◆ Brief 1 ◆
List every color named in the blog excerpt, in the order each first appears.
◆ Brief 2 ◆
Reproduce word for word the stretch of the blog excerpt from "And I rode down" through "from a pole.".
◆ Brief 3 ◆
Carry on the blog excerpt about the Brazil case from its final sentence, writing in the same voice.

◆ Selected extract ◆
And I rode down Prytania. At one end, a restored old mansion was for sale for five million dollars. Ten blocks away, the hind end of a FEMA trailer jutted from the wall of a mostly collapsed gray frame house. A woman sitting beside it in her white plastic chair waved her cigarette at me.

The trailer’s top and sides were draped with Mardi Gras beads. A huge flag -- purple, green and gold-- flapped from a pole.

Completely covering the end of the trailer that faced on Prytania, someone had spray-painted a tremendous crimson heart.

Sunday, March 22, 2009

From Rome, A Stone

“While the family of a 9-year-old incest victim’s abortion is excommunicated, the perpetrator never even made it to the ecclesial radar screen. Let this case signal the end of any credible claim to authority of bishops and the dawn of a new era when local communities determine their own members. I daresay the world will be a safer, kinder place.” Mary E. Hunt

An eighty-pound, nine-year-old girl in Brazil is impregnated with twins by her stepfather’s rape. Her doctors advise abortion, explaining that her tiny body will not carry to term without horrible damage or death. The Catholic church, having failed to block the abortion in court, excommunicates the girl’s mother.

The case has caused a furor. Abortion is illegal in Brazil except in cases of rape or when the mother's life is in danger, both of which apply in this case. Legality is not what counts in this human and spiritual tragedy. Mary Hunt of the Women’s Alliance for Theology, Ethics, and Ritual (WATER) lays it out masterfully.

◆ Dataset content ◆
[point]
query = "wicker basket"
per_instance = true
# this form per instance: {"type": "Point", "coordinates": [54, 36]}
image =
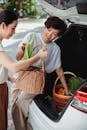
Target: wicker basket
{"type": "Point", "coordinates": [61, 99]}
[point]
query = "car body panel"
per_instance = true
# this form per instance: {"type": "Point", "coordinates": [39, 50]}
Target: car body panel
{"type": "Point", "coordinates": [70, 13]}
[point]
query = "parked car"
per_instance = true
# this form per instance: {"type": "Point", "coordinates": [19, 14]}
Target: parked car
{"type": "Point", "coordinates": [43, 113]}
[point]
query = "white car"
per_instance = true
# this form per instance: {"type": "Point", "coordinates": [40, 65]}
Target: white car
{"type": "Point", "coordinates": [73, 44]}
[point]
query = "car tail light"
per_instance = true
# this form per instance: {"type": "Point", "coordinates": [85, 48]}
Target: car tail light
{"type": "Point", "coordinates": [80, 100]}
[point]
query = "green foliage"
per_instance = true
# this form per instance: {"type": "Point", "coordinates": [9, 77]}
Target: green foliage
{"type": "Point", "coordinates": [28, 8]}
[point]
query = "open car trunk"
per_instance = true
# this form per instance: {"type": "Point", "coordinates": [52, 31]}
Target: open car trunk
{"type": "Point", "coordinates": [73, 46]}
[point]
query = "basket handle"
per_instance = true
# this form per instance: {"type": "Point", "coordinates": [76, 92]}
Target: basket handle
{"type": "Point", "coordinates": [66, 72]}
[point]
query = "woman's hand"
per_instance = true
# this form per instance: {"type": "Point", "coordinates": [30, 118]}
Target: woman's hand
{"type": "Point", "coordinates": [43, 53]}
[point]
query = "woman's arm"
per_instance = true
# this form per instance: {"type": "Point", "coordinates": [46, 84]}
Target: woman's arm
{"type": "Point", "coordinates": [12, 66]}
{"type": "Point", "coordinates": [20, 52]}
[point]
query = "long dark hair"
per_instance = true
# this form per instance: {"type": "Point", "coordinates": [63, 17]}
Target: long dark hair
{"type": "Point", "coordinates": [56, 23]}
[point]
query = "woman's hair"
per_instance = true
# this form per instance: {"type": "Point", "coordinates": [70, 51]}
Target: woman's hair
{"type": "Point", "coordinates": [56, 23]}
{"type": "Point", "coordinates": [8, 16]}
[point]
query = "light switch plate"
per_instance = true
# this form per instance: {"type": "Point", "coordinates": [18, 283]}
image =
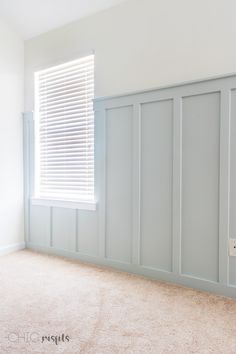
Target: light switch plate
{"type": "Point", "coordinates": [232, 247]}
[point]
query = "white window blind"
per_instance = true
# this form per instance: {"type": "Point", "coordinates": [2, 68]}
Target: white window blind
{"type": "Point", "coordinates": [65, 131]}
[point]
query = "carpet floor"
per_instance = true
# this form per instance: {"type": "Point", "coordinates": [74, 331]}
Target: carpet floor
{"type": "Point", "coordinates": [52, 305]}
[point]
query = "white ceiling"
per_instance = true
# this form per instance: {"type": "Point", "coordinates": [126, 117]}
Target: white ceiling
{"type": "Point", "coordinates": [33, 17]}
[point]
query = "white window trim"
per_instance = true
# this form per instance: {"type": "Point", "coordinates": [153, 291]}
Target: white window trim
{"type": "Point", "coordinates": [54, 202]}
{"type": "Point", "coordinates": [86, 205]}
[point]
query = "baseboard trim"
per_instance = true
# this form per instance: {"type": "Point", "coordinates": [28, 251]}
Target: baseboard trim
{"type": "Point", "coordinates": [11, 248]}
{"type": "Point", "coordinates": [155, 274]}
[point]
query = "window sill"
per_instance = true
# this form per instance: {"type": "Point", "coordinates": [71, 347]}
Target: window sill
{"type": "Point", "coordinates": [90, 205]}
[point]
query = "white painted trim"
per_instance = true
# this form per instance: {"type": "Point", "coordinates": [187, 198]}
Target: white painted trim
{"type": "Point", "coordinates": [167, 86]}
{"type": "Point", "coordinates": [65, 204]}
{"type": "Point", "coordinates": [156, 274]}
{"type": "Point", "coordinates": [11, 248]}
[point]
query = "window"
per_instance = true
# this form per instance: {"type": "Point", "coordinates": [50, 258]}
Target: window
{"type": "Point", "coordinates": [64, 139]}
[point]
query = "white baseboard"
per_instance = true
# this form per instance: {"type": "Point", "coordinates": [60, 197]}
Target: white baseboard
{"type": "Point", "coordinates": [157, 274]}
{"type": "Point", "coordinates": [11, 248]}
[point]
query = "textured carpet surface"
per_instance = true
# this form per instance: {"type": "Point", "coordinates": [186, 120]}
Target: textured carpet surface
{"type": "Point", "coordinates": [102, 311]}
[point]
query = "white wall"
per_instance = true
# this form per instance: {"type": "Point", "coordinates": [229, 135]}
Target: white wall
{"type": "Point", "coordinates": [144, 43]}
{"type": "Point", "coordinates": [11, 107]}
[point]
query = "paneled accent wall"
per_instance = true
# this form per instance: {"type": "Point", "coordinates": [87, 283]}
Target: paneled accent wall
{"type": "Point", "coordinates": [165, 188]}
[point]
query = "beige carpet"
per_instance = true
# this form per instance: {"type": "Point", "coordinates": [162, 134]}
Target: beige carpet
{"type": "Point", "coordinates": [105, 312]}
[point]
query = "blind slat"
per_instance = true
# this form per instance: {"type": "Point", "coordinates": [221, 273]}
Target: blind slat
{"type": "Point", "coordinates": [65, 131]}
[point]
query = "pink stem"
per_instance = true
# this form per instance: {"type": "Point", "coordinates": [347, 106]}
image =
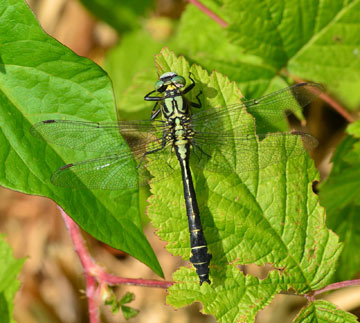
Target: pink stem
{"type": "Point", "coordinates": [208, 12]}
{"type": "Point", "coordinates": [96, 276]}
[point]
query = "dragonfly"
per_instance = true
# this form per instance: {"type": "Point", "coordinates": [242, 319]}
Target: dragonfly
{"type": "Point", "coordinates": [216, 138]}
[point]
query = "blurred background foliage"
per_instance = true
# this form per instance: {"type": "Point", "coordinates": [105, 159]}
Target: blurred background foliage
{"type": "Point", "coordinates": [123, 37]}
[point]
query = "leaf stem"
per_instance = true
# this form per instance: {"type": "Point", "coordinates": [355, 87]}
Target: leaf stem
{"type": "Point", "coordinates": [95, 276]}
{"type": "Point", "coordinates": [208, 12]}
{"type": "Point", "coordinates": [345, 283]}
{"type": "Point", "coordinates": [332, 102]}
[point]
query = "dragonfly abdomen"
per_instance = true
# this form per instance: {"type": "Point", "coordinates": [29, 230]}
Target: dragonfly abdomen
{"type": "Point", "coordinates": [200, 257]}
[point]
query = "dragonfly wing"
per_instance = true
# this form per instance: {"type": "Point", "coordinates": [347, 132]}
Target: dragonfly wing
{"type": "Point", "coordinates": [272, 107]}
{"type": "Point", "coordinates": [110, 173]}
{"type": "Point", "coordinates": [116, 172]}
{"type": "Point", "coordinates": [104, 137]}
{"type": "Point", "coordinates": [227, 154]}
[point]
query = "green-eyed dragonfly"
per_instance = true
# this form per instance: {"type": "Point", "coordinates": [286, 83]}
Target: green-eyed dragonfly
{"type": "Point", "coordinates": [218, 138]}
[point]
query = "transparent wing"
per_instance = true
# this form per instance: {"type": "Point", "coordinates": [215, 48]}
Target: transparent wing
{"type": "Point", "coordinates": [227, 154]}
{"type": "Point", "coordinates": [116, 172]}
{"type": "Point", "coordinates": [99, 137]}
{"type": "Point", "coordinates": [274, 106]}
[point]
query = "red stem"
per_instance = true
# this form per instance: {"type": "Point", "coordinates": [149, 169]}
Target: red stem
{"type": "Point", "coordinates": [208, 12]}
{"type": "Point", "coordinates": [96, 276]}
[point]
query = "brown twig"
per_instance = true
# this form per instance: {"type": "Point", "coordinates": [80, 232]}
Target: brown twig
{"type": "Point", "coordinates": [208, 12]}
{"type": "Point", "coordinates": [329, 100]}
{"type": "Point", "coordinates": [96, 276]}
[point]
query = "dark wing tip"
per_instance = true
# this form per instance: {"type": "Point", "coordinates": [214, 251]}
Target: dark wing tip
{"type": "Point", "coordinates": [66, 166]}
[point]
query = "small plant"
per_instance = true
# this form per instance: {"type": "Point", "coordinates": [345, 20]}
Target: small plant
{"type": "Point", "coordinates": [270, 215]}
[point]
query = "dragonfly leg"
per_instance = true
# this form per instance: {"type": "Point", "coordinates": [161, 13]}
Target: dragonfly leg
{"type": "Point", "coordinates": [147, 97]}
{"type": "Point", "coordinates": [197, 105]}
{"type": "Point", "coordinates": [148, 153]}
{"type": "Point", "coordinates": [163, 144]}
{"type": "Point", "coordinates": [195, 146]}
{"type": "Point", "coordinates": [154, 112]}
{"type": "Point", "coordinates": [191, 86]}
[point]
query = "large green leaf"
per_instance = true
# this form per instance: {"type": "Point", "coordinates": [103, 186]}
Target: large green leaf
{"type": "Point", "coordinates": [317, 40]}
{"type": "Point", "coordinates": [264, 42]}
{"type": "Point", "coordinates": [121, 15]}
{"type": "Point", "coordinates": [267, 216]}
{"type": "Point", "coordinates": [130, 73]}
{"type": "Point", "coordinates": [210, 47]}
{"type": "Point", "coordinates": [340, 194]}
{"type": "Point", "coordinates": [9, 269]}
{"type": "Point", "coordinates": [41, 79]}
{"type": "Point", "coordinates": [322, 311]}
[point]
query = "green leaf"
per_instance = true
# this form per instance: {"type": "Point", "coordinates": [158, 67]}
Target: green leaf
{"type": "Point", "coordinates": [210, 47]}
{"type": "Point", "coordinates": [121, 15]}
{"type": "Point", "coordinates": [314, 40]}
{"type": "Point", "coordinates": [9, 284]}
{"type": "Point", "coordinates": [129, 312]}
{"type": "Point", "coordinates": [340, 194]}
{"type": "Point", "coordinates": [323, 311]}
{"type": "Point", "coordinates": [41, 79]}
{"type": "Point", "coordinates": [130, 72]}
{"type": "Point", "coordinates": [269, 216]}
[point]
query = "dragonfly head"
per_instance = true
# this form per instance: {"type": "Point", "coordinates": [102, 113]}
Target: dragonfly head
{"type": "Point", "coordinates": [169, 81]}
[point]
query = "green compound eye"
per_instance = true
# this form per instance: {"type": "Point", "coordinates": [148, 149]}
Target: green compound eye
{"type": "Point", "coordinates": [178, 80]}
{"type": "Point", "coordinates": [158, 85]}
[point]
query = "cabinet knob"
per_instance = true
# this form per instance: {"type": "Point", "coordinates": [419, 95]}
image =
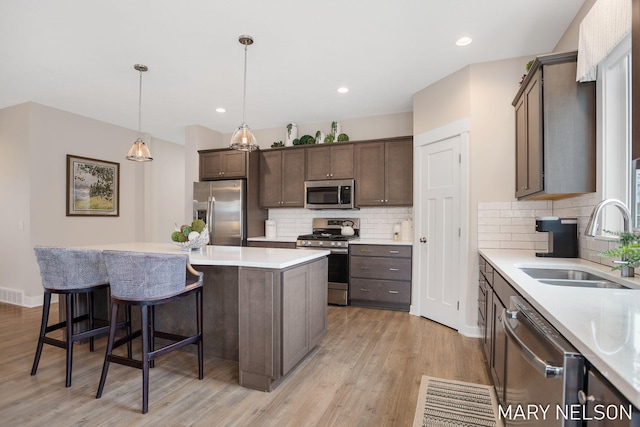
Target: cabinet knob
{"type": "Point", "coordinates": [583, 397]}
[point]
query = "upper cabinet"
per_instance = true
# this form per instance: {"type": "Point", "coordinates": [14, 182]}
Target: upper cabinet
{"type": "Point", "coordinates": [282, 178]}
{"type": "Point", "coordinates": [555, 131]}
{"type": "Point", "coordinates": [384, 172]}
{"type": "Point", "coordinates": [329, 161]}
{"type": "Point", "coordinates": [222, 164]}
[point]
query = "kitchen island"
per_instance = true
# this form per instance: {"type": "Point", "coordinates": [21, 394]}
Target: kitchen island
{"type": "Point", "coordinates": [265, 308]}
{"type": "Point", "coordinates": [602, 324]}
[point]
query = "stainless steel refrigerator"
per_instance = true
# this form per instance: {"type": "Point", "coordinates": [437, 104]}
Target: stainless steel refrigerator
{"type": "Point", "coordinates": [230, 212]}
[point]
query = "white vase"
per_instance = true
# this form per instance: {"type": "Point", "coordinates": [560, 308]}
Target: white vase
{"type": "Point", "coordinates": [292, 133]}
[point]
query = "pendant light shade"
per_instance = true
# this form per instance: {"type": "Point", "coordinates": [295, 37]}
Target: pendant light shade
{"type": "Point", "coordinates": [139, 152]}
{"type": "Point", "coordinates": [243, 138]}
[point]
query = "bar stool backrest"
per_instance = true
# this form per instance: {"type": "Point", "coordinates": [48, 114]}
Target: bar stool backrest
{"type": "Point", "coordinates": [67, 269]}
{"type": "Point", "coordinates": [141, 276]}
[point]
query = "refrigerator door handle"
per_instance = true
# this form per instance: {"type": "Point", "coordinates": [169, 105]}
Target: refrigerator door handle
{"type": "Point", "coordinates": [211, 219]}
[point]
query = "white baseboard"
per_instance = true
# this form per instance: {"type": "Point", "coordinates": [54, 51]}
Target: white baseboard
{"type": "Point", "coordinates": [17, 297]}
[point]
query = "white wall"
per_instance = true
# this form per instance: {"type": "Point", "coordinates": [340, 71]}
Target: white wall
{"type": "Point", "coordinates": [35, 141]}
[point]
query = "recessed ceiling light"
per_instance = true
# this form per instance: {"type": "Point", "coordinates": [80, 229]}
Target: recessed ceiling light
{"type": "Point", "coordinates": [463, 41]}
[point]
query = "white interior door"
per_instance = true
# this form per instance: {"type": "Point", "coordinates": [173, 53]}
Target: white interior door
{"type": "Point", "coordinates": [439, 230]}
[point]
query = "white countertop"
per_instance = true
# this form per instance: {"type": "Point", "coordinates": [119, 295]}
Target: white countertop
{"type": "Point", "coordinates": [359, 241]}
{"type": "Point", "coordinates": [603, 324]}
{"type": "Point", "coordinates": [226, 255]}
{"type": "Point", "coordinates": [286, 239]}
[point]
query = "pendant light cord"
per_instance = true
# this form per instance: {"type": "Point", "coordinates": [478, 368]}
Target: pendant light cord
{"type": "Point", "coordinates": [140, 108]}
{"type": "Point", "coordinates": [244, 88]}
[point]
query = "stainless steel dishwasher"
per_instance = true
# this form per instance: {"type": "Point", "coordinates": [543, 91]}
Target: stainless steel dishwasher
{"type": "Point", "coordinates": [544, 372]}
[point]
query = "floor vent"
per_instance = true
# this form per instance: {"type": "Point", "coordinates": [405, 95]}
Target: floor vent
{"type": "Point", "coordinates": [12, 296]}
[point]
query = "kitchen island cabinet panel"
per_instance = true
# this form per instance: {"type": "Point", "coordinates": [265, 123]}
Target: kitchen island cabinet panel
{"type": "Point", "coordinates": [281, 319]}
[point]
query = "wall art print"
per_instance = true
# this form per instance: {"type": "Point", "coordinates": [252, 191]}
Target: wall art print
{"type": "Point", "coordinates": [93, 187]}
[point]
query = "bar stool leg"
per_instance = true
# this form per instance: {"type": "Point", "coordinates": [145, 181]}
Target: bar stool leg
{"type": "Point", "coordinates": [90, 312]}
{"type": "Point", "coordinates": [144, 309]}
{"type": "Point", "coordinates": [200, 344]}
{"type": "Point", "coordinates": [112, 333]}
{"type": "Point", "coordinates": [69, 338]}
{"type": "Point", "coordinates": [43, 330]}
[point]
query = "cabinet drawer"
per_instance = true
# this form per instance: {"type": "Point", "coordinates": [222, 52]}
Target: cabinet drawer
{"type": "Point", "coordinates": [395, 251]}
{"type": "Point", "coordinates": [381, 290]}
{"type": "Point", "coordinates": [381, 268]}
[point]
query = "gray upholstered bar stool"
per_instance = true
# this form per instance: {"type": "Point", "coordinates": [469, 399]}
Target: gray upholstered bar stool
{"type": "Point", "coordinates": [69, 272]}
{"type": "Point", "coordinates": [146, 280]}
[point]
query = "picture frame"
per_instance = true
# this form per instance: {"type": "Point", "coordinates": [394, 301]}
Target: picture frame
{"type": "Point", "coordinates": [93, 187]}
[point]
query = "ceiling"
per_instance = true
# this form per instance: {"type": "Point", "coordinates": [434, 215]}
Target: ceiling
{"type": "Point", "coordinates": [78, 55]}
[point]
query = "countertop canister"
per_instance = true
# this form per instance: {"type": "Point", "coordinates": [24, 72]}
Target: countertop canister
{"type": "Point", "coordinates": [270, 229]}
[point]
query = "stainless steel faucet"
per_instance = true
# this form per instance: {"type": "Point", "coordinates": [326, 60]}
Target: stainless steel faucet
{"type": "Point", "coordinates": [592, 225]}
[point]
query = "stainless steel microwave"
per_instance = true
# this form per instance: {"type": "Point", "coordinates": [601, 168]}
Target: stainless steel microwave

◆ Exercise result 1 ◆
gray, white, purple, green, gold, crimson

◆ Exercise result 2 ◆
And I rode down Prytania. At one end, a restored old mansion was for sale for five million dollars. Ten blocks away, the hind end of a FEMA trailer jutted from the wall of a mostly collapsed gray frame house. A woman sitting beside it in her white plastic chair waved her cigarette at me.

The trailer’s top and sides were draped with Mardi Gras beads. A huge flag -- purple, green and gold-- flapped from a pole.

◆ Exercise result 3 ◆
Here are excerpts from Hunt’s piece, printed in full at:
http://www.religiondispatches.org/archive/humanrights/1206/rdpulpit:_excommunicating_the_victims/

“The details of the case are grim. The little girl went to the hospital with stomach pains only to discover that she was four months pregnant. By any measure, the family involved is in big trouble. The father is gone, the mother has at least two children, one of whom is handicapped, and the stepfather is a sexual predator…

“The pregnancy happened because an adult male assaulted a girl child; an oft-told story, tragic every time. The mother endeavored to do the best she could in a bad situation… But the Roman Catholic Church used the tragedy to make a theo-political point...

“It is sickening and morally repugnant to realize that abortion, in this case the most humane solution to a terrible problem, is the cause of excommunication while sexual abuse is not. Something is seriously wrong with this picture, and it is the Roman Catholic Church...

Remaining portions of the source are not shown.